-- GIVEN TEXT follows --
Swedish actress (born 1990)

Amanda Jansson (born 1990) is a Swedish actress, best known for her roles in the police procedural series Thin Blue Line (2021–present) and the Åland-based historical drama film Stormskerry Maja (2024). She has won accolades including the Jussi Award for Lead Actor of the Year, Såstaholm Film and Performing Arts Award, and Best Actress at Series Mania.

Born and raised in Skärplinge in Uppsala County, she attended secondary school in Gävle before graduating from the Luleå Theatre Academy in 2016. After minor roles in several television programmes, she was cast in the third season of Vår tid är nu (2019) before getting her breakthrough role as Sara in Thin Blue Line, which received generally positive reviews from critics and won two Kristallen awards. She has also appeared in Riding in Darkness (2022) and My Brother (2025). In addition to her work in film and television, Jansson has appeared in a number of stage productions at theatres including Tribunalen, Playhouse, and Teater Västernorrland. She also made her debut as a musical artist in 2024 with the song "Ge mig ett svar", which was featured on the third season of Thin Blue Line.

== Early life and education ==
She was born in 1990 in Skärplinge, Uppsala County, Sweden. Her parents were both employed at Forsmark Nuclear Power Plant. She has a younger brother. Jansson first became interested in acting after seeing a production of Mio, My Son at the Royal Dramatic Theatre on a school trip in first grade. Her parents separated when she was 12. She commuted to study drama at Vasaskolan, a secondary school in Gävle. While there, she appeared in their 2008 staging of Sara Kadefors's Hänga ut. In 2009, she was in a Vasaskolan production of The Jungle Book. Kristian Ekenberg of Arbetarbladet praised Jansson's versatility across the three parts she played, writing that she "changes not only her clothes but also her face, body language and voice for each role" (som ändrar inte bara kläder utan även ansikte, kroppsspråk och röst för varje roll). The following year, she had her first paid acting job in a youth play about sexual assault which was performed at local schools culminating in a show at Kafé Spegeln in Gävle. After graduating from secondary school, Jansson worked for a period at the Forsmark Nuclear Power Plant. She then studied theatre at Fridhem Folk High School from 2011 to 2013. After being accepted to the Luleå Theatre Academy, she participated in a 2015 staging of Experimentet at Teater Tribunalen. Her maternal grandmother died of Alzheimer's disease in 2016, which she described as "the greatest loss of [her] life" (den största förlusten i mitt liv). The same year, she graduated from the theatre academy.
-- GIVEN TEXT concluded --
-- PROVIDED DATA follows --
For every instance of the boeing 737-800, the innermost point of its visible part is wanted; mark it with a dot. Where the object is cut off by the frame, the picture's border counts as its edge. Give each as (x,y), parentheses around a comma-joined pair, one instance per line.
-- PROVIDED DATA concluded --
** TASKS AND EXERCISES **
1/ According to the biography of Amanda Jansson, which school did she attend from 2011 to 2013?
2/ Reproduce the passage of the Amanda Jansson biography that starts at "Born and raised" and ends at "Thin Blue Line.", word for word.

** ANSWERS IN ORDER **
1/ Fridhem Folk High School

2/
Born and raised in Skärplinge in Uppsala County, she attended secondary school in Gävle before graduating from the Luleå Theatre Academy in 2016. After minor roles in several television programmes, she was cast in the third season of Vår tid är nu (2019) before getting her breakthrough role as Sara in Thin Blue Line, which received generally positive reviews from critics and won two Kristallen awards. She has also appeared in Riding in Darkness (2022) and My Brother (2025). In addition to her work in film and television, Jansson has appeared in a number of stage productions at theatres including Tribunalen, Playhouse, and Teater Västernorrland. She also made her debut as a musical artist in 2024 with the song "Ge mig ett svar", which was featured on the third season of Thin Blue Line.